### Tasks to complete
[A] Please list the charges filed against Frieden, as given in the article about Frieden's arrest.
[B] Pick up the article about Frieden's arrest after its final sentence and carry it on.

Former CDC Director Frieden arrested on sex abuse charges
Former CDC Director Dr. Tom Frieden was arrested Friday on charges of sex abuse for allegedly forcibly touching a woman in his New York home last year.
Frieden reportedly turned himself into police on Friday and has been charged with one count each of forcible touching, sexual abuse and harassment connected to an incident that occurred in October 2017 at his home, according to a New York City police department spokeswoman.
Police said a 55-year-old woman filed a complaint in July and claimed Frieden had grabbed her buttocks without her consent. Frieden, 57, remained in custody as of early Friday afternoon, according to police.
Frieden was one of the longest-serving officials within the Obama administration, serving as Centers for Disease Control and Prevention director from 2009 until 2017. He is the second longest-serving director in the agency's history.
Well regarded as a leader in global public health, Frieden first came to national prominence during his time as New York City's health commissioner from 2002 to 2009, where under the direction of then-Mayor Michael Bloomberg, he led public health initiatives such as prohibiting smoking in public places and imposing higher taxes on cigarettes, which many say led the city's smoking rate to drop from 22% in 2002 to 14% by 2010, according to a 2011 New York City Department of Health and Mental Hygiene report.
Frieden's most remembered CDC work stemmed from leading the agency's response to 2014's Ebola virus outbreak in West Africa, which resulted in more than 28,000 cases and more than 11,000 deaths. Frieden also oversaw the agency's efforts to combat the Zika virus outbreak, the introduction of Middle East respiratory syndrome in the U.S., and the rising threat of antibiotic-resistant infections.

### Data extract
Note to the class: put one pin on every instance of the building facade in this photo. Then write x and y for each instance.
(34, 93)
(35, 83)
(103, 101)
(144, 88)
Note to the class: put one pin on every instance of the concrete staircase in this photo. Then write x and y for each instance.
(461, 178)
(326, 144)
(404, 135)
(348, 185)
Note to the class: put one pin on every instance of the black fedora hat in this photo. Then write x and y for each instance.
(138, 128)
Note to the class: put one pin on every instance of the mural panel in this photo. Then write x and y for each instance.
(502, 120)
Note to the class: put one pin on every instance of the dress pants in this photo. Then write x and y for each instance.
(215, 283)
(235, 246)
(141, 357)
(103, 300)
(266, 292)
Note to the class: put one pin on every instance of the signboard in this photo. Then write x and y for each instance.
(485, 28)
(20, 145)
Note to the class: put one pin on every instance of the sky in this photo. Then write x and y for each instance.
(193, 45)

### List of answers
[A] Forcible touching, sexual abuse, harassment

[B]
In an interview with Modern Healthcare in January 2017, Frieden said one of his biggest accomplishments was the agency's work toward preventing chronic diseases such as heart disease.
Frieden currently serves as president and CEO of Resolve to Save Lives, a $225 million initiative aimed at reducing the effects of heart disease and stroke. The program is part of the global health organization Vital Strategies, which designs public health strategies for governments in low- and middle-income countries.
José Castro, president and CEO of Vital Strategies, said Frieden informed him of the accusations in April and the initiative conducted a thorough investigation to determine if there were any concerns of workplace harassment or inappropriate behavior. Ultimately, they found no evidence.
"I have known and worked closely with Dr. Frieden for nearly 30 years and have seen first-hand that he has the highest ethical standards both personally and professionally," Castro said in a statement. In all of my experiences with him, there have never been any concerns or reports of inappropriate conduct."